# Why is it often considered weakness to show emotion?



## Another Lost Cause (Oct 6, 2015)

I've always been a bit perplexed why showing emotions, especially sad-type emotions where one might shed a tear or two, is often considered to be a sign of weakness and worthy of condemnation. What's even more perplexing, is why there seems to be a high number of feeling types who are particularly apt to condemn such emotional expression as weakness. Why is showing emotion a sign of weakness?

My theory is that maybe people consider the strong showing of emotions to be evidence that the person is unable to adapt to a situation somehow, or maybe has lost the ability to react in some appropriate way. Perhaps feeling types expect themselves and others to have a command of emotion and scoff when others show a lack of such command? I don't know, I've always been interested in this perplexing bit of human psychology.


----------



## with water (Aug 13, 2014)

Because it burdens others socially. People like people to contribute, rather than take.


----------



## Gilly (Apr 22, 2012)

I personally hate showing when I'm upset or sad because it makes me vulnerable. People would see what triggered it. 
That makes me even weaker than just having the emotions because I lose control. You show those feelings. No one gives any fucks, then what? You likely feel worse. 

Others showing their sadness don't bother me. But I will not always act. Some I will try to comfort. I will always ask what is wrong, even a stranger. But if someone dies for example. What can I do for you? I'll offer sitting there, but nothing anyone says can or should make you feel better. 

If the person just cries over anything, it can be awkward because how do you act. Can you laugh? If someone is always looking for encouragement but doesn't really change or make progress it becomes an area for resentment and a drain. 

There is no rule book for negative emotions. People are too varied in their needs and demands.


----------



## komm (Mar 1, 2015)

Emotions are exploitable.
When you show emotions you show me some flaws that I can exploit.
I, as an egoistic being I can use this in my favor/for my own interest.
I'm not saying it's wrong to show your emotions.
I say it's a vulnerability to show your emotions in the wrong place/to wrong people.

And also one thing about emotions: Most people exaggerate them.


----------



## MisterPerfect (Nov 20, 2015)

Wearing your heart on your sleeve makes you appear vulnerable.


----------



## Worriedfunction (Jun 2, 2011)

Agni of Wands said:


> Because it burdens others socially. People like people to contribute, rather than take.


Can you elaborate on this a bit more? I don't really understand it. Are you saying that if a person broke down crying in a situation that this burdens other people because.... embarrassment? A display of weakness? They have to extend empathy or sympathy because of some social code that doesn't really exist so it doesn't matter but they've licenced themselves out to it as true? They care about the person because of a relationship with them?

It's true we react internally to external events but it's not a one way system, the reactions go the other way too, kinda like an echo or constant feedback.

I would say a lot of people define it by context. I think it also depends on the people in that context. If a person is unimaginative and/or unempathetic then they won't understand the emotion or rather get an approximation of understanding of what the person could be feeling.

*Entries provided*.
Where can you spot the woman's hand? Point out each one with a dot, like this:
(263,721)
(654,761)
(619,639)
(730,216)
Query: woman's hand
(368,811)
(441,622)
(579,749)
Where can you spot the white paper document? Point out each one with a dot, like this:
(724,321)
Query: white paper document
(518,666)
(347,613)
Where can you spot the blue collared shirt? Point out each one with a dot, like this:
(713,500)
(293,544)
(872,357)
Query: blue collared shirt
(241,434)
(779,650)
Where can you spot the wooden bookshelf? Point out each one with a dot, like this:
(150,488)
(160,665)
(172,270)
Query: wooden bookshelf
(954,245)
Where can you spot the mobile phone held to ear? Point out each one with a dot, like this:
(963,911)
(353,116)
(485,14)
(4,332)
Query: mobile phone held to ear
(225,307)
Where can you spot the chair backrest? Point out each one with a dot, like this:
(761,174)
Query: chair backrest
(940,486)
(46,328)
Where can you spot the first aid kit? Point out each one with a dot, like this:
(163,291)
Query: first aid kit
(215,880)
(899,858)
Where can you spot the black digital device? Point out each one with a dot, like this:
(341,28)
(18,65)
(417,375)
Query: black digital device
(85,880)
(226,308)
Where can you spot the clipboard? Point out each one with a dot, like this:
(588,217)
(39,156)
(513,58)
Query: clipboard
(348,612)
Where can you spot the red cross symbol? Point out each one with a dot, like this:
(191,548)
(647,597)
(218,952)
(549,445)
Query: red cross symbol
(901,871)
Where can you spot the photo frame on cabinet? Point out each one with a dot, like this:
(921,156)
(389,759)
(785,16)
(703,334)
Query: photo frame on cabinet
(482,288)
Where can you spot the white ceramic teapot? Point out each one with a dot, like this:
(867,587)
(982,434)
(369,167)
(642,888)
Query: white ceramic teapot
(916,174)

*Work to do*. Carry on the forum thread about why showing emotion is seen as weakness, picking up right after its final sentence.

*Task response*.
So they possibly put it down to being inappropriate. Maybe it's threatening, showing a lack of control or more accurately that we cannot escape the grasp of our emotions and even the most in control and reasonable people are really just a thin veil of concentrated rationalisations in slavery to the unconscious.


----------



## FourLeafCloafer (Aug 5, 2014)

It shows vulnerability. 

But you know what? Showing vulnerability is a show of strength. 
Because if you dare to show your feelings, be vulnerable, that means that you have the strength needed to be able to afford that vulnerability.

It kinda follows this principle https://en.wikipedia.org/wiki/Handicap_principle

This, of course, assumes that you don't just cry about anything and everything.


----------



## series0 (Feb 18, 2013)

It is not just considered a weakness, it is a weakness. If you reveal your emotions you are showing your hand, allowing would be opponents to capitalize on that knowledge. So it does not matter that showing emotions is simultaneously strong. It is factually a weakness as well. So ...


----------



## with water (Aug 13, 2014)

Worriedfunction said:


> Can you elaborate on this a bit more? I don't really understand it. Are you saying that if a person broke down crying in a situation that this burdens other people because.... embarrassment? A display of weakness? They have to extend empathy or sympathy because of some social code that doesn't really exist so it doesn't matter but they've licenced themselves out to it as true? They care about the person because of a relationship with them?


It is like seeing someone beg for spare change. You feel lesser than you did five seconds ago because you got put in an annoying situation where you either had to help someone out or feel like a douche for not doing so.

Socially, making people laugh and not asking the hard questions and allowing everyone to feel as though they are thebomb.com is value and desired. Making people question themselves or worry or have to make sacrifices is not.


----------



## Worriedfunction (Jun 2, 2011)

Agni of Wands said:


> It is like seeing someone beg for spare change. You feel lesser than you did five seconds ago because you got put in an annoying situation where you either had to help someone out or feel like a douche for not doing so.
> 
> Socially, making people laugh and not asking the hard questions and allowing everyone to feel as though they are thebomb.com is value and desired. Making people question themselves or worry or have to make sacrifices is not.


I'm not seeing where the tangible requirement is. No one makes you attempt to help or ignore and if there is a social fallout because of a belief in social rules....well that's what you have to deal with if you want to challenge that.

I don't think seeing someone begging for spare change is an apt analogy. People who show emotion are not materialistically suffering unless we get into the cause for their show of emotion.

This sounds more like you are individually annoyed that you have emotions that react to other people's emotions in which case: Welcome to humanity.


----------



## shameless (Apr 21, 2014)

I think it depends on the what.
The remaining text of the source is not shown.